*DOCUMENT EXTRACT*:
········
Historic house in Iowa, United States

The William Suiter House is an historic building located in Le Claire, Iowa, United States. The house was built in 1855 and it has been listed on the National Register of Historic Places since 1979. The property is part of the Houses of Mississippi River Men Thematic Resource, which covers the homes of men from LeClaire who worked on the Mississippi River as riverboat captains, pilots, builders and owners.

==William Suiter==
William Suiter was one of three generations of his family to make his living on the river. Born in 1826, he was one of the sons of Phillip Suiter, who was one of Le Claire's original settlers and river pilots. William began his river career as a raft hand. He became a river pilot by the time he was 21 and worked in the profession for close to 40 years. His three sons, Mordecai, William and Charles, all went to work for the railroad, which replaced the steamboat as a primary form of transportation in the region.
········
*GIVEN MATERIAL*:
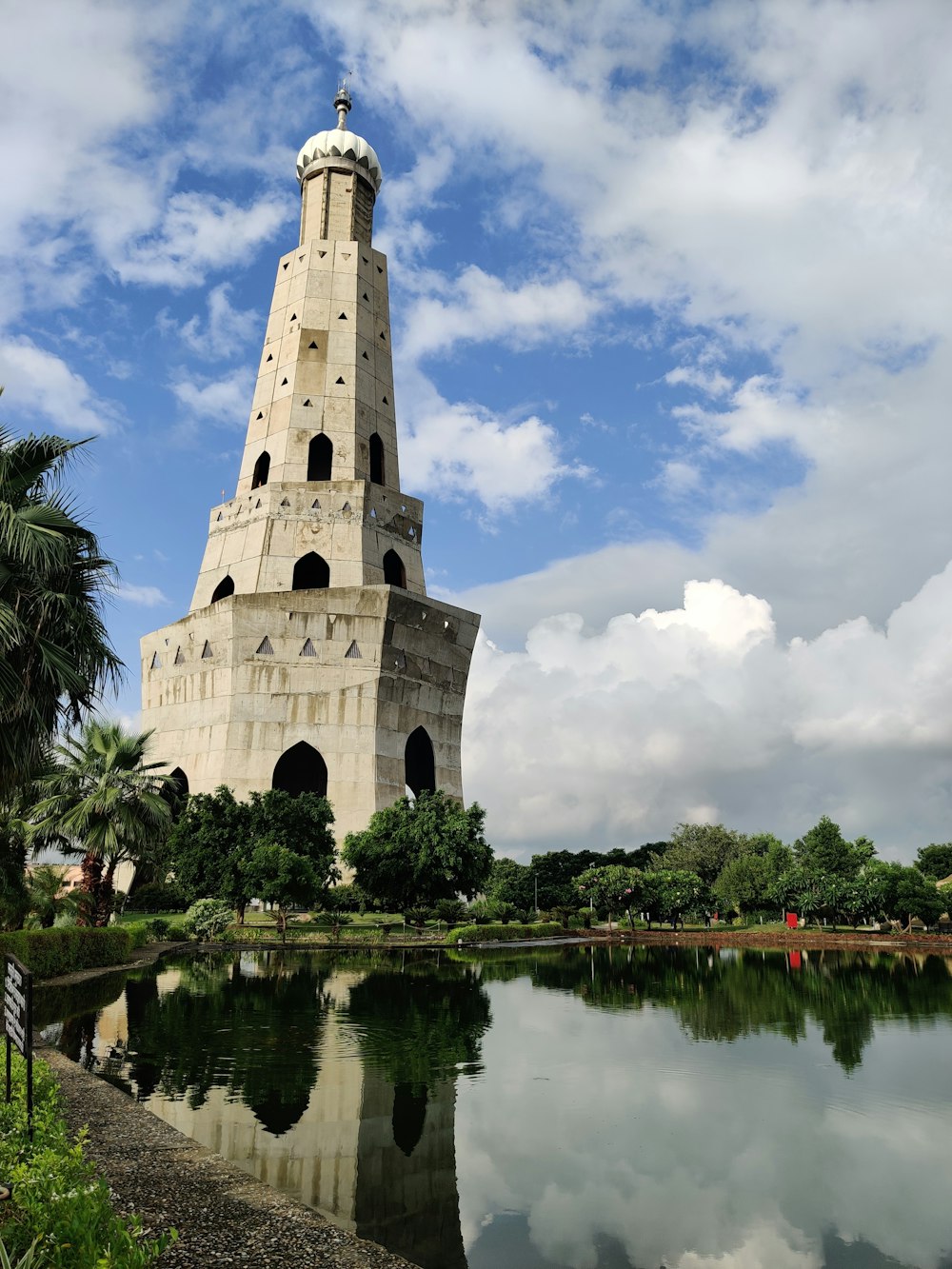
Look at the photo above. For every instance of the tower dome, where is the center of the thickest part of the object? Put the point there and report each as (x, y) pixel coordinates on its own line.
········
*PROBLEMS TO SOLVE*:
1: Return a verbatim part of the passage about the William Suiter House, beginning at the words "Historic house in" and stopping after "builders and owners.".
2: According to the passage about the William Suiter House, in what job did William Suiter begin his river career?
3: Write what comes next in the passage about the William Suiter House, picking up after its final sentence.

*RESPONSES TO THE EXERCISE*:
1:
Historic house in Iowa, United States

The William Suiter House is an historic building located in Le Claire, Iowa, United States. The house was built in 1855 and it has been listed on the National Register of Historic Places since 1979. The property is part of the Houses of Mississippi River Men Thematic Resource, which covers the homes of men from LeClaire who worked on the Mississippi River as riverboat captains, pilots, builders and owners.

2: He began as a raft hand.

3:
==Architecture==
The William Suiter House is a simple two-story, three-bay, frame structure with a shallow gable roof. It follows a traditional center-hall plan and single pile arrangement. The main entrance is located in the center bay and is flanked by sidelights and sheltered by a small gable roof. The windows are 6 over 6 sash in flat, plain surrounds. The frame and concrete-block additions built onto the rear of the house are more recent.